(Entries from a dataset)
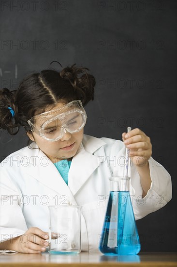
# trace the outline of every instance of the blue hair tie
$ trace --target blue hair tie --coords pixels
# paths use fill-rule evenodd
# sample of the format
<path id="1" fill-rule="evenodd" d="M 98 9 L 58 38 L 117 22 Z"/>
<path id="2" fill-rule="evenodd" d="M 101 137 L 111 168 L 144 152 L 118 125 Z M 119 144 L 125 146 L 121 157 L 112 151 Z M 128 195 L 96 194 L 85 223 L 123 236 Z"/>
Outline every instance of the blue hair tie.
<path id="1" fill-rule="evenodd" d="M 10 111 L 11 112 L 11 113 L 12 114 L 12 117 L 14 117 L 15 116 L 15 112 L 14 110 L 11 107 L 7 108 L 8 109 L 9 109 Z"/>

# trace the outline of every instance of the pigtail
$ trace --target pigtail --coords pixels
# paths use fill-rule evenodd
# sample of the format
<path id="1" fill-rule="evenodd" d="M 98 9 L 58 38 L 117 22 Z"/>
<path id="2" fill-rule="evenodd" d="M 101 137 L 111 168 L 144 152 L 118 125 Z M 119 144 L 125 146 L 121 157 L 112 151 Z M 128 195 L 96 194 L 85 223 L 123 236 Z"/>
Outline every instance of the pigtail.
<path id="1" fill-rule="evenodd" d="M 7 88 L 0 90 L 0 129 L 7 130 L 12 135 L 16 134 L 19 129 L 16 91 L 11 91 Z"/>

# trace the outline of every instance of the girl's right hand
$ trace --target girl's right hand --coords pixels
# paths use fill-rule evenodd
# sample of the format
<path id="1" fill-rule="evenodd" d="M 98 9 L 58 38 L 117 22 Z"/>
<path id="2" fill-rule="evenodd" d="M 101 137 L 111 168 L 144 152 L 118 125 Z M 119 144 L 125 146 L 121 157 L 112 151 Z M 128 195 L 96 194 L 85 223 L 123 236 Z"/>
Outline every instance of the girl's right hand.
<path id="1" fill-rule="evenodd" d="M 48 233 L 37 227 L 30 227 L 24 234 L 11 239 L 11 249 L 20 253 L 41 253 L 48 246 Z"/>

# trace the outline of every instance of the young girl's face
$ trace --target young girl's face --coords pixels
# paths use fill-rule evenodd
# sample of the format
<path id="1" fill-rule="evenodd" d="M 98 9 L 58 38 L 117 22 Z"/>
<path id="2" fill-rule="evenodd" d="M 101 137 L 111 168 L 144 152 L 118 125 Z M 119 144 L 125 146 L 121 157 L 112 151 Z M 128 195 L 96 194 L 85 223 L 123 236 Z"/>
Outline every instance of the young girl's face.
<path id="1" fill-rule="evenodd" d="M 47 111 L 60 108 L 64 105 L 62 103 L 58 103 L 54 107 Z M 84 128 L 79 132 L 70 134 L 66 133 L 59 140 L 50 142 L 40 136 L 35 132 L 29 131 L 28 135 L 32 141 L 35 141 L 39 148 L 53 163 L 64 159 L 74 157 L 77 152 L 82 142 L 84 134 Z"/>

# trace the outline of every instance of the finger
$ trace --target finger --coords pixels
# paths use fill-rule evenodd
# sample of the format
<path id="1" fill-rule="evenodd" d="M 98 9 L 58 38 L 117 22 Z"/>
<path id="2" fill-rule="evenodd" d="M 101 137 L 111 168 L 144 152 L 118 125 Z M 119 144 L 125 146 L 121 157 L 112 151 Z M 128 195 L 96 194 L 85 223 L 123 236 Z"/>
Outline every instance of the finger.
<path id="1" fill-rule="evenodd" d="M 32 242 L 30 242 L 28 244 L 27 248 L 32 250 L 36 250 L 37 251 L 40 251 L 41 252 L 44 252 L 46 250 L 46 248 L 44 247 L 42 247 L 41 246 L 37 245 L 37 244 L 35 244 Z"/>
<path id="2" fill-rule="evenodd" d="M 125 137 L 125 135 L 126 134 L 126 133 L 123 133 L 123 134 L 122 134 L 122 137 L 123 141 L 124 141 L 126 139 Z"/>
<path id="3" fill-rule="evenodd" d="M 147 150 L 149 149 L 149 144 L 148 144 L 147 142 L 138 142 L 134 143 L 133 144 L 131 144 L 127 145 L 127 147 L 128 149 L 142 149 L 143 150 Z"/>
<path id="4" fill-rule="evenodd" d="M 59 233 L 51 233 L 52 239 L 57 239 L 60 236 L 60 234 Z"/>
<path id="5" fill-rule="evenodd" d="M 44 239 L 42 237 L 35 234 L 31 234 L 30 241 L 32 243 L 40 245 L 41 246 L 44 246 L 45 247 L 48 247 L 49 246 L 49 243 L 47 240 Z"/>
<path id="6" fill-rule="evenodd" d="M 26 248 L 24 251 L 22 251 L 22 253 L 29 254 L 40 254 L 41 252 L 42 251 L 40 250 L 30 250 L 30 249 L 28 248 Z"/>
<path id="7" fill-rule="evenodd" d="M 38 227 L 31 227 L 29 230 L 31 233 L 34 234 L 36 235 L 38 235 L 44 239 L 48 239 L 49 238 L 47 232 L 44 232 Z"/>
<path id="8" fill-rule="evenodd" d="M 138 157 L 144 157 L 145 158 L 149 158 L 151 154 L 150 150 L 143 150 L 141 151 L 130 151 L 130 156 L 135 156 Z"/>
<path id="9" fill-rule="evenodd" d="M 133 129 L 129 133 L 126 134 L 125 135 L 125 138 L 128 138 L 137 134 L 142 134 L 143 135 L 146 135 L 145 134 L 142 132 L 140 129 L 138 128 Z"/>
<path id="10" fill-rule="evenodd" d="M 146 135 L 142 134 L 138 134 L 134 135 L 132 137 L 129 138 L 125 140 L 124 142 L 126 145 L 138 143 L 138 142 L 146 141 L 148 142 L 148 139 L 147 138 Z"/>

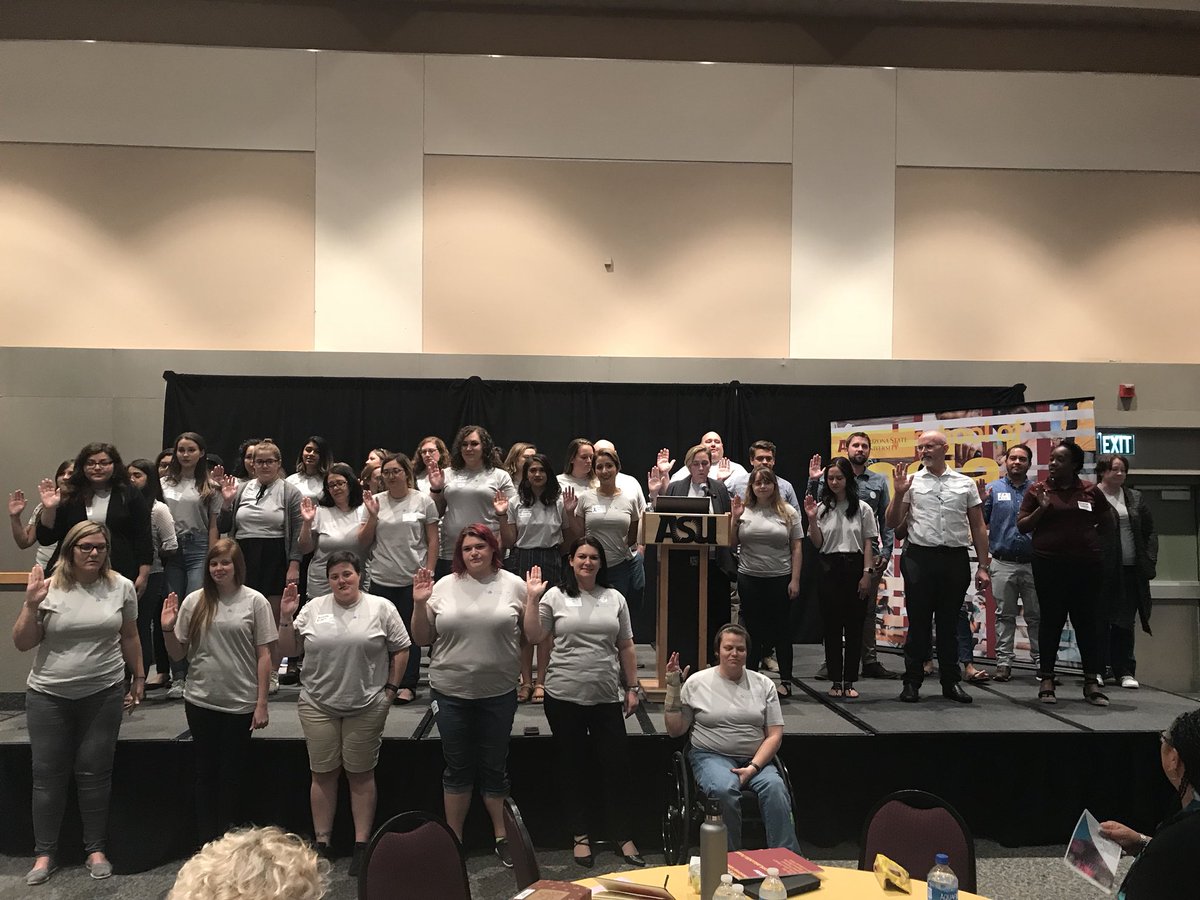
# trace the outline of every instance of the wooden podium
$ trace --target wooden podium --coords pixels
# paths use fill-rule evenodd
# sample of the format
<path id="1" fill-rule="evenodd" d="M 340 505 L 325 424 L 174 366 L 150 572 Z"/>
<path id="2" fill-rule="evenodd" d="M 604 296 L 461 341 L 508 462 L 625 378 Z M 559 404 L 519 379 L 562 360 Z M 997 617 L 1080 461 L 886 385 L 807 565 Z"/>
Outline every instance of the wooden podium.
<path id="1" fill-rule="evenodd" d="M 655 677 L 640 678 L 642 690 L 650 700 L 662 700 L 666 695 L 666 671 L 667 671 L 667 617 L 668 598 L 671 595 L 671 562 L 672 557 L 682 553 L 695 553 L 698 556 L 700 594 L 697 607 L 697 629 L 695 635 L 696 659 L 700 667 L 703 660 L 708 659 L 708 566 L 713 563 L 708 558 L 710 547 L 728 547 L 732 542 L 730 514 L 688 514 L 688 512 L 655 512 L 648 510 L 642 514 L 641 529 L 638 532 L 638 544 L 658 547 L 659 574 L 658 574 L 658 625 L 656 653 L 655 653 Z"/>

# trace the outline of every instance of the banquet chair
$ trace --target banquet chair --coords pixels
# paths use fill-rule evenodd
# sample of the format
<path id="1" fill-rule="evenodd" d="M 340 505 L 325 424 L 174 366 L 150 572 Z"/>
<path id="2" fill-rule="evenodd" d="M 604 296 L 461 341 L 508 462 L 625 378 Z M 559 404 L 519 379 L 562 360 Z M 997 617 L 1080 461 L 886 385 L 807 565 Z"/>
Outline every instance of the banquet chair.
<path id="1" fill-rule="evenodd" d="M 792 821 L 796 817 L 796 793 L 787 766 L 775 754 L 770 764 L 779 769 L 792 804 Z M 691 856 L 694 839 L 698 839 L 700 823 L 704 821 L 704 798 L 696 787 L 696 778 L 691 774 L 691 763 L 682 750 L 671 754 L 671 768 L 667 773 L 667 809 L 662 814 L 662 853 L 667 865 L 680 865 Z M 762 829 L 762 815 L 758 810 L 758 796 L 749 787 L 742 791 L 742 828 L 743 836 L 748 832 Z"/>
<path id="2" fill-rule="evenodd" d="M 450 826 L 428 812 L 392 816 L 367 844 L 359 900 L 470 900 L 462 845 Z"/>
<path id="3" fill-rule="evenodd" d="M 875 854 L 893 859 L 914 878 L 924 878 L 934 856 L 946 853 L 959 887 L 976 893 L 974 839 L 958 810 L 925 791 L 896 791 L 880 800 L 863 826 L 858 868 L 870 871 Z"/>
<path id="4" fill-rule="evenodd" d="M 504 834 L 509 839 L 509 852 L 512 853 L 512 875 L 517 880 L 517 890 L 524 890 L 541 878 L 538 868 L 538 854 L 534 853 L 529 829 L 524 827 L 521 810 L 511 797 L 504 798 Z"/>

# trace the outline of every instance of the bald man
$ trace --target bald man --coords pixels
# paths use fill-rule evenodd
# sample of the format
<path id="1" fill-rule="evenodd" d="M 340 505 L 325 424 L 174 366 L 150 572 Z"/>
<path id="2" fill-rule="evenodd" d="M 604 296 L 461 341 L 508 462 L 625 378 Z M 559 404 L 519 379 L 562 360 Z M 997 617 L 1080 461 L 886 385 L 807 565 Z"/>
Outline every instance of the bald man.
<path id="1" fill-rule="evenodd" d="M 960 684 L 956 626 L 959 610 L 971 587 L 972 544 L 978 566 L 976 586 L 988 587 L 988 527 L 983 500 L 972 479 L 946 464 L 949 442 L 940 431 L 917 438 L 922 468 L 908 474 L 907 463 L 898 463 L 892 500 L 884 517 L 888 528 L 905 527 L 900 574 L 904 576 L 908 637 L 904 646 L 904 690 L 900 700 L 920 700 L 924 662 L 929 655 L 934 622 L 937 622 L 937 662 L 942 696 L 970 703 L 971 695 Z"/>

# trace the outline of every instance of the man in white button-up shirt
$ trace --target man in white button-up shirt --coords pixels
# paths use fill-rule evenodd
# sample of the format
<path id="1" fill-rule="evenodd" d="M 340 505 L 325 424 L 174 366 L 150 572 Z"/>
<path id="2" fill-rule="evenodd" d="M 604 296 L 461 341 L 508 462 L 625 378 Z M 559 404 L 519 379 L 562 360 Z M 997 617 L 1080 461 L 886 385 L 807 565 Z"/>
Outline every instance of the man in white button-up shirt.
<path id="1" fill-rule="evenodd" d="M 976 584 L 980 590 L 988 586 L 988 528 L 974 481 L 946 464 L 948 446 L 940 431 L 926 431 L 917 438 L 923 468 L 910 475 L 906 463 L 896 466 L 886 516 L 889 528 L 904 526 L 908 532 L 900 558 L 908 612 L 900 692 L 906 703 L 920 700 L 923 666 L 935 619 L 942 696 L 959 703 L 971 702 L 971 695 L 959 683 L 955 625 L 971 586 L 967 547 L 972 544 L 978 558 Z"/>

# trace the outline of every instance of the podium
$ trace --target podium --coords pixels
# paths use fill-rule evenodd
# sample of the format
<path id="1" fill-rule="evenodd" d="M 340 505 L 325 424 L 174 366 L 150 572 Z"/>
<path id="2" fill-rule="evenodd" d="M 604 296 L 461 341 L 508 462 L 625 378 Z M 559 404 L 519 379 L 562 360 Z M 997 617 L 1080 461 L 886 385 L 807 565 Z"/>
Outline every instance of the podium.
<path id="1" fill-rule="evenodd" d="M 696 608 L 696 629 L 694 635 L 685 635 L 696 649 L 697 668 L 703 667 L 708 659 L 708 568 L 716 565 L 709 559 L 713 547 L 728 547 L 732 544 L 731 516 L 720 514 L 655 512 L 642 514 L 638 530 L 638 544 L 658 548 L 658 620 L 655 628 L 656 672 L 654 678 L 640 678 L 642 690 L 652 700 L 662 700 L 666 695 L 667 654 L 679 647 L 668 647 L 670 640 L 670 598 L 671 572 L 679 565 L 690 565 L 689 557 L 696 557 L 698 571 L 698 596 Z M 678 582 L 679 578 L 677 577 Z M 676 598 L 677 604 L 689 602 L 690 598 Z M 678 607 L 677 607 L 678 608 Z M 690 617 L 689 617 L 690 620 Z"/>

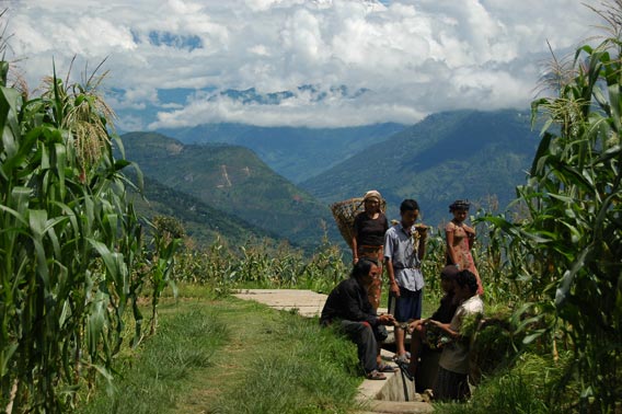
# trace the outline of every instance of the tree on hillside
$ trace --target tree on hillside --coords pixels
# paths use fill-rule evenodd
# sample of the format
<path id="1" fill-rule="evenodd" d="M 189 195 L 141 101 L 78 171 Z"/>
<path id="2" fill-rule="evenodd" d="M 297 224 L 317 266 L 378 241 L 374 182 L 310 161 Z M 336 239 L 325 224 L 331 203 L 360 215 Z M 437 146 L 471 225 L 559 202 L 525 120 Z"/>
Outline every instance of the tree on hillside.
<path id="1" fill-rule="evenodd" d="M 556 95 L 532 103 L 534 120 L 546 122 L 518 188 L 528 218 L 487 219 L 512 235 L 521 254 L 511 268 L 550 323 L 528 341 L 555 333 L 540 338 L 574 353 L 560 391 L 579 384 L 575 409 L 613 412 L 622 395 L 622 0 L 594 11 L 606 36 L 567 65 L 554 59 L 546 81 Z"/>

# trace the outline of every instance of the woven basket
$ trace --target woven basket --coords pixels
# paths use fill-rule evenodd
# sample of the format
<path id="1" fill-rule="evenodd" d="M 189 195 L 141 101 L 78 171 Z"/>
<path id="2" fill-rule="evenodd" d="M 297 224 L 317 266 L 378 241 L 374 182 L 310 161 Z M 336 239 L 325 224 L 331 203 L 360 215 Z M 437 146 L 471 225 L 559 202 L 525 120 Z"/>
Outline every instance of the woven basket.
<path id="1" fill-rule="evenodd" d="M 380 202 L 380 211 L 384 212 L 387 209 L 387 202 L 382 199 Z M 345 199 L 343 202 L 337 202 L 331 205 L 331 211 L 333 211 L 333 217 L 337 222 L 337 228 L 339 233 L 344 238 L 345 242 L 352 249 L 352 238 L 354 237 L 354 218 L 359 214 L 365 211 L 365 206 L 362 205 L 362 197 L 355 197 L 350 199 Z"/>

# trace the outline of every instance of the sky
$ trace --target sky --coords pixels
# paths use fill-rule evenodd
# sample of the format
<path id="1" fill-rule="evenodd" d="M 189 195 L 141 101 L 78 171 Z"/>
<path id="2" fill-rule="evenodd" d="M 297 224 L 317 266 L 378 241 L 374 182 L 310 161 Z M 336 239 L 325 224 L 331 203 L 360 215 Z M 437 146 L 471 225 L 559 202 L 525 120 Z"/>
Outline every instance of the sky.
<path id="1" fill-rule="evenodd" d="M 550 48 L 595 34 L 596 0 L 0 0 L 31 90 L 100 64 L 123 130 L 345 127 L 527 110 Z M 74 59 L 73 66 L 70 62 Z"/>

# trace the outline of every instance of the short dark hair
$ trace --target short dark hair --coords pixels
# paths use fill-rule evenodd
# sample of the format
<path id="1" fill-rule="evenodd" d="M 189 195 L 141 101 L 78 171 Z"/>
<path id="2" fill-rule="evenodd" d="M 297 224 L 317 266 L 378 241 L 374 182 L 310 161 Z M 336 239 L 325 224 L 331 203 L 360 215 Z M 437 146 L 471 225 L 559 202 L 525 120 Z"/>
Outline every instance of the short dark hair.
<path id="1" fill-rule="evenodd" d="M 400 212 L 414 211 L 414 210 L 418 210 L 418 209 L 419 209 L 419 204 L 412 198 L 406 198 L 400 205 Z"/>
<path id="2" fill-rule="evenodd" d="M 442 268 L 442 271 L 440 271 L 440 278 L 454 280 L 459 272 L 460 271 L 458 271 L 458 267 L 456 267 L 456 265 L 447 265 Z"/>
<path id="3" fill-rule="evenodd" d="M 449 212 L 469 211 L 469 207 L 471 207 L 471 203 L 468 199 L 457 199 L 449 206 Z"/>
<path id="4" fill-rule="evenodd" d="M 362 277 L 369 275 L 369 271 L 371 271 L 371 266 L 378 266 L 376 261 L 370 258 L 361 258 L 354 265 L 350 277 Z"/>
<path id="5" fill-rule="evenodd" d="M 459 272 L 458 275 L 456 275 L 456 283 L 461 288 L 464 286 L 469 287 L 471 294 L 477 292 L 477 278 L 470 271 L 464 269 Z"/>

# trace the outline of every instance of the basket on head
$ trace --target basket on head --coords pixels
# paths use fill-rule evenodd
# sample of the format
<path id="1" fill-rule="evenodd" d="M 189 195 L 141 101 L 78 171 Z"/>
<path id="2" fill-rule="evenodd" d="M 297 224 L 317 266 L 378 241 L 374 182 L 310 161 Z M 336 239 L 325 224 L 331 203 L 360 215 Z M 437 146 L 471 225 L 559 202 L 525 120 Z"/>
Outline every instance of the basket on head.
<path id="1" fill-rule="evenodd" d="M 380 211 L 384 212 L 385 209 L 387 202 L 384 199 L 381 199 Z M 362 197 L 355 197 L 345 199 L 343 202 L 333 203 L 331 205 L 331 211 L 333 211 L 333 217 L 335 218 L 339 233 L 352 249 L 352 238 L 354 237 L 354 218 L 359 212 L 365 211 Z"/>

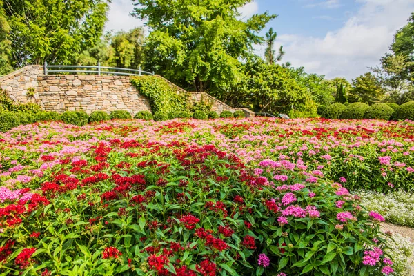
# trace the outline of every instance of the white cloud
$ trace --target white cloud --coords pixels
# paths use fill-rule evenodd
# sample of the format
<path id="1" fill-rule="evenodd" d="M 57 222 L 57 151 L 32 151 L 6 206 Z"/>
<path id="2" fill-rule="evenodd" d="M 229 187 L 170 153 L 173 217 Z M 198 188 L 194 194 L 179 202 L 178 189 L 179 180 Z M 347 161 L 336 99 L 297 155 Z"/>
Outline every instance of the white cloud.
<path id="1" fill-rule="evenodd" d="M 140 19 L 130 15 L 133 10 L 134 6 L 131 0 L 112 0 L 108 14 L 108 22 L 105 25 L 105 30 L 128 31 L 144 26 Z"/>
<path id="2" fill-rule="evenodd" d="M 339 0 L 326 0 L 322 2 L 313 1 L 312 3 L 308 3 L 304 6 L 304 8 L 337 8 L 342 6 Z"/>
<path id="3" fill-rule="evenodd" d="M 252 15 L 255 14 L 258 10 L 259 4 L 256 1 L 249 2 L 239 9 L 239 12 L 241 14 L 241 17 L 245 19 L 248 19 Z"/>
<path id="4" fill-rule="evenodd" d="M 286 53 L 283 62 L 304 66 L 308 72 L 348 80 L 379 64 L 395 31 L 414 9 L 412 0 L 357 0 L 362 5 L 338 30 L 324 37 L 279 35 Z M 279 45 L 277 46 L 277 47 Z"/>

Objective - Write out the lines above, starting with the line that contains "# trace the outline of every instance of the tree" and going on through the line that contains "556 95 L 532". Copy them exactly, including both of those lines.

Solution below -
# trace the outline of every instance of the tree on hillside
$ trace --target tree on hillside --coords pixels
# paths use fill-rule evenodd
# sample of the format
<path id="1" fill-rule="evenodd" d="M 189 195 L 141 101 L 78 171 Z"/>
<path id="2" fill-rule="evenodd" d="M 297 224 L 317 266 L 378 241 L 374 182 L 310 161 Z M 336 239 L 325 224 L 331 203 L 360 215 Z M 437 146 L 471 225 L 559 202 L 525 120 Z"/>
Outline every instance of the tree on hillside.
<path id="1" fill-rule="evenodd" d="M 556 95 L 532 103 L 534 120 L 546 122 L 518 188 L 528 218 L 487 219 L 512 235 L 521 254 L 511 268 L 550 323 L 528 341 L 555 333 L 540 338 L 574 353 L 560 391 L 579 384 L 575 409 L 613 412 L 622 395 L 622 0 L 594 11 L 606 36 L 567 65 L 554 59 L 546 81 Z"/>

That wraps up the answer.